Requests -
(A) In the anniversary memoir, list each thing the narrator says they knew or were used to by age twenty.
(B) Using the anniversary memoir, decide whether each statement agrees with it: (i) The roommate's fiancé was sent to Vietnam even though he had noncombatant status. (ii) The narrator cared more about boozing and TV than about politics. (iii) The narrator had never been inside the motorcycle shop before that day. Answer yes or no for each, quoting the words that decide it.

──────── Document extract ────────

Grief is a sacred journey

When Life Has A Plan: Intuition, Synchronicity, & Love

My motorcycle animus, 1967

In Honor of Our 50th Anniversary
May 18, 1968 – 2018

By the time I was twenty, I was used to my mother living in a different country every year, knew what classes to take at Cornell, and was ready to apply to Berkley for graduate school. I also knew I would live in a downtown apartment with my roommate and her boyfriend during senior year.

That spring of 1966, my roommate’s fiancé was drafted. He had noncombatant status, but was still sent to Vietnam. My friend needed to live alone and create a home for her husband when he returned. Her heart was broken. What could I say?

So in the last days of my junior year, I was stuck without a roommate or a good place to live. Two girls I vaguely knew needed a roommate. They planned to live in Hasbrouk Heights. Brick boxes on the other side of campus. Lousy compared to downtown, but better than a dorm.

Hasbrouck Heights

By the time classes began that fall, I knew these roommates wouldn’t work. I was more interested in politics and graduate school possibilities than constant boozing and TV. At least they had cars.

“Want to go to the motorcycle shop downtown?” Julie asked. Hormones frolicked around campus on a warm September afternoon.

“I met a guy in Puerto Rico this summer,” Julie said. “Very cute. A graduate student with a motorcycle. He said he hangs out at the shop on the corner of State St. and Corn.”

I was bored and lonely. “Sure,” I said.

We walked into the grungy shop filled with rusted motorcycles, greasy guys who needed showers, and a burnt oil and exhaust fume smell. I’d dated Ken who had a motorcycle that summer, so I’d been in the shop before. Ken had moved away to go to graduate school. I didn’t miss him and didn’t want to meet his mom which was what he had in mind.

──────── Listing ────────

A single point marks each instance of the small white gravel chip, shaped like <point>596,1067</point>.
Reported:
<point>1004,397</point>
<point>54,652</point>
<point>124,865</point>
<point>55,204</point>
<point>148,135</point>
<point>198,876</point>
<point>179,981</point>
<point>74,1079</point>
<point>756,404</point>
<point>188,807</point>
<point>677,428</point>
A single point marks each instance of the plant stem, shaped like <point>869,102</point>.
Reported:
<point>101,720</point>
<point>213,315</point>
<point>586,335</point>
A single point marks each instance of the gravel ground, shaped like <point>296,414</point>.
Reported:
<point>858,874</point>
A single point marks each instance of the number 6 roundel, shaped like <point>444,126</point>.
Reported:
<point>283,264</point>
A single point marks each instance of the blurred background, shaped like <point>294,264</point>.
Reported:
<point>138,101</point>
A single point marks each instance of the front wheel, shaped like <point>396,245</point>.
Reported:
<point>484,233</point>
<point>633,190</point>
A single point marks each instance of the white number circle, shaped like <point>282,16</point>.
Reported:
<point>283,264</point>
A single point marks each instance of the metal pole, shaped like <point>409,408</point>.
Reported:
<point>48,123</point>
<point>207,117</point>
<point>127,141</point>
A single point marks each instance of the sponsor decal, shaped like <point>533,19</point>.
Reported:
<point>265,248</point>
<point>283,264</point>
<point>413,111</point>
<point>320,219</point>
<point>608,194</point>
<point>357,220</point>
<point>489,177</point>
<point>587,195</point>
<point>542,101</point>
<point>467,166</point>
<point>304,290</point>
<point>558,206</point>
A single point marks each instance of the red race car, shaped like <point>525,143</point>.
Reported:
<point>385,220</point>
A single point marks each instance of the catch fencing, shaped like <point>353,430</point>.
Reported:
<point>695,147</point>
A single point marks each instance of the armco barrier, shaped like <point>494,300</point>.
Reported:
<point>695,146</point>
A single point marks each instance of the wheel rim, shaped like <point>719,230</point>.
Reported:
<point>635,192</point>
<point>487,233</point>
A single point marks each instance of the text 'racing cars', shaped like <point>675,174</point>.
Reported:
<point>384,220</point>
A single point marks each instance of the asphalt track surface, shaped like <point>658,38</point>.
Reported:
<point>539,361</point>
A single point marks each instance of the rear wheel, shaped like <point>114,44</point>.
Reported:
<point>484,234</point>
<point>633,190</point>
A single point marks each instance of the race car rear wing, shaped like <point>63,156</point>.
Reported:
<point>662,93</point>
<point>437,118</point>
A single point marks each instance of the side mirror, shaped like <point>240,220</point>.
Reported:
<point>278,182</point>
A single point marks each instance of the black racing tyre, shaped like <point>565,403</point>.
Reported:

────────

Task responses -
(A)
- Their mother living in a different country every year
- What classes to take at Cornell
- Being ready to apply to Berkley for graduate school
- That they would live in a downtown apartment with their roommate and her boyfriend during senior year

(B)
(i) Yes: "He had noncombatant status, but was still sent to Vietnam."
(ii) No: "I was more interested in politics and graduate school possibilities than constant boozing and TV."
(iii) No: "so I’d been in the shop before."